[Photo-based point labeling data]
* * * * * * *

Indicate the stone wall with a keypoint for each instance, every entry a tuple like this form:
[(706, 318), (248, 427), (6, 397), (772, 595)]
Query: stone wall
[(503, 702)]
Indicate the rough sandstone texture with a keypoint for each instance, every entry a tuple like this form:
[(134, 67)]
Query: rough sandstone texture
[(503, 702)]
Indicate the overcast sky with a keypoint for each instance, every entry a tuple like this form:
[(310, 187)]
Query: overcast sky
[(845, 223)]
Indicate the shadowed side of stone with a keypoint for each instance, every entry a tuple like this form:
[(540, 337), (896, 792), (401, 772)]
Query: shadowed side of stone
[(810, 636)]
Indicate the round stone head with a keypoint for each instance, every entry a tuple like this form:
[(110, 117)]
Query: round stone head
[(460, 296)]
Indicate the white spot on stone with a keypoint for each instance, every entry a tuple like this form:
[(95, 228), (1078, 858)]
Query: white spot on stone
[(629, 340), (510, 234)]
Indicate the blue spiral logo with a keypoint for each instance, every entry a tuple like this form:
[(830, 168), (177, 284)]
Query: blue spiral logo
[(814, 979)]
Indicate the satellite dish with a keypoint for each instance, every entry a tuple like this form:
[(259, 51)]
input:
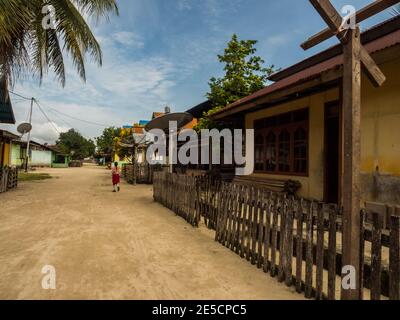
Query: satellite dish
[(24, 127), (182, 118)]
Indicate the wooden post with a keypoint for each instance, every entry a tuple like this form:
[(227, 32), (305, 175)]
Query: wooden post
[(352, 155)]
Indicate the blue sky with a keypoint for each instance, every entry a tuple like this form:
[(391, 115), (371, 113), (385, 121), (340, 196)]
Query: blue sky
[(163, 52)]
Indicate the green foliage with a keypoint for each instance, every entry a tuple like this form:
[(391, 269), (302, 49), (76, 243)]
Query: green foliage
[(26, 46), (73, 143), (244, 75)]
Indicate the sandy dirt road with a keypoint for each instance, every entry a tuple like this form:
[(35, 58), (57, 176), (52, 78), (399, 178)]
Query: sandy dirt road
[(114, 246)]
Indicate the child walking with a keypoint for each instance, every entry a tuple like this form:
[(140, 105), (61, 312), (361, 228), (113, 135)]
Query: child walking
[(116, 177)]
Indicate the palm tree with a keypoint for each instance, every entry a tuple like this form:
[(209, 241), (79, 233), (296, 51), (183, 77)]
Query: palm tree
[(25, 46)]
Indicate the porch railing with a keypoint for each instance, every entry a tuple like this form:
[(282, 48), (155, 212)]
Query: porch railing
[(8, 179), (296, 240)]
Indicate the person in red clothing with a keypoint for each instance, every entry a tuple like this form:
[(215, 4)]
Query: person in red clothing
[(116, 177)]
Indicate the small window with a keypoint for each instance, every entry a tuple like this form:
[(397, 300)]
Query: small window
[(281, 147)]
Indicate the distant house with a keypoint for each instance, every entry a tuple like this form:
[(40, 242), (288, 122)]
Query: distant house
[(41, 155), (6, 144), (59, 159), (6, 111)]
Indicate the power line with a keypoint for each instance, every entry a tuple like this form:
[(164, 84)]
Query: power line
[(18, 95), (48, 119)]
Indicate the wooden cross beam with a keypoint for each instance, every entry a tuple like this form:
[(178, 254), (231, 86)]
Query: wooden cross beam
[(354, 56), (334, 21), (361, 15)]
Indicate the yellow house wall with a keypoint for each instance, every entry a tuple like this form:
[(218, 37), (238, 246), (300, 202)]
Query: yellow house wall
[(380, 139), (380, 133)]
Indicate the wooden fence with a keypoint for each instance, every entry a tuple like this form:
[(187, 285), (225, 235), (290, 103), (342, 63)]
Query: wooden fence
[(8, 179), (178, 193), (296, 240)]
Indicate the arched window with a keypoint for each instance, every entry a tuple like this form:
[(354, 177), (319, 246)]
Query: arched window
[(271, 152), (284, 151), (281, 144), (300, 154)]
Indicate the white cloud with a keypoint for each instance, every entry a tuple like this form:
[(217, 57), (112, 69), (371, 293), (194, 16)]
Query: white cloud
[(129, 39)]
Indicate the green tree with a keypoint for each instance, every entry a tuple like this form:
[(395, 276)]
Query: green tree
[(25, 46), (244, 75), (73, 143)]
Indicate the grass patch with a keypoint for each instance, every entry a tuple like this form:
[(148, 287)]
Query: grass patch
[(23, 176)]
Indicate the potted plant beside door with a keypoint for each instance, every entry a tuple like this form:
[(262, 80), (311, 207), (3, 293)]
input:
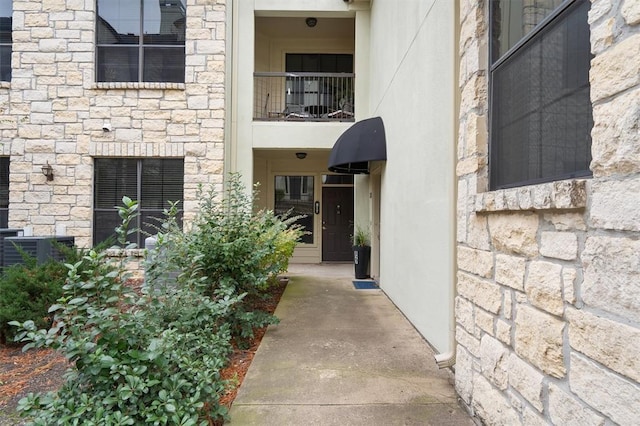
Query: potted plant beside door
[(361, 252)]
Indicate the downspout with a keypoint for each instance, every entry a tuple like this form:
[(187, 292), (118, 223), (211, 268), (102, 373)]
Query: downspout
[(229, 127), (448, 359)]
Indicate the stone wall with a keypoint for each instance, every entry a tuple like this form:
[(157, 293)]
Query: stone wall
[(53, 110), (548, 304)]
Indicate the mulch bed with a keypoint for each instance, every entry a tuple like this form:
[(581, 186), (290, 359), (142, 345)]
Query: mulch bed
[(41, 370)]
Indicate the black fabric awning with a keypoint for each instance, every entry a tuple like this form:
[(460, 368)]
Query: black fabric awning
[(357, 146)]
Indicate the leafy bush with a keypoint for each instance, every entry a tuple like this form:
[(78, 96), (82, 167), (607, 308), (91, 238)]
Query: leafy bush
[(152, 358), (155, 357), (234, 249), (28, 290)]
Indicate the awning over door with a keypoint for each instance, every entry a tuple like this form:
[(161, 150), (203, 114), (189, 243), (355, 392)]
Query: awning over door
[(357, 146)]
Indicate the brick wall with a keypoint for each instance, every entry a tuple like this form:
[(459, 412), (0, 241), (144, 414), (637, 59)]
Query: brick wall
[(548, 305), (53, 110)]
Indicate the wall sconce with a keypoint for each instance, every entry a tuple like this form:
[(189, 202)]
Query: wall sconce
[(47, 170)]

* * * * * * *

* WHAT IS EXPECTED
Please rewrite the lines above, from the line with "Indicate the wooden cross" up to and including the line with "[(53, 110), (548, 304)]", keeping the requests unchanged but shifting every number in the answer coordinates up by 59. Leave the pictures out.

* RESULT OF THIS TASK
Indicate the wooden cross beam with a keypoint for each instance, every entry a tuple like this form:
[(178, 254), (231, 86)]
Query: wooden cross beam
[(413, 115), (393, 80), (420, 74)]
Indicate the yellow house wall with a keypoint for each instance, every entry a tuple like this form:
[(218, 37), (238, 246), (300, 202)]
Query: yellow house wall
[(439, 198), (439, 192)]
Indicate the wooden fence with a keypoint for each instance, every entry a tuple like this form:
[(187, 285), (225, 235), (290, 103), (342, 63)]
Query: wooden fence
[(67, 238), (237, 252), (355, 299)]
Indicate the arched window with a keypoint for each instance, every entry a tuple like this form:
[(354, 177), (319, 246)]
Query: arched window
[(330, 211), (343, 210), (340, 203), (359, 213)]
Indicate the white cloud with a keypoint for each instance, every entry a tuple like this form:
[(217, 57), (112, 69), (371, 293), (194, 16)]
Query: white cloud
[(188, 98)]
Indicate the green tree with a keypoint for each instance, every entry a tuple like this form:
[(395, 276)]
Query: green tree
[(84, 105), (303, 134), (132, 202)]
Indicate the grass patch with a keypoint for each instance, every entry a tuple like this form:
[(148, 287)]
Query: grass patch
[(82, 235)]
Indicate the potted plant beside door with a keypoint for each instance, every entry a tuple like this form:
[(262, 80), (311, 207), (3, 293)]
input:
Query: potted plant beside door
[(420, 311)]
Indicate the downspout with a keypoint for each instance, every entry a tuple like this form:
[(187, 292), (118, 223), (211, 268), (102, 373)]
Query: downspout
[(288, 186), (507, 418)]
Indicate the stone wall with a keypoint for each instance, every entry a tuple like this form:
[(157, 293)]
Query: stone wall
[(112, 169), (607, 363)]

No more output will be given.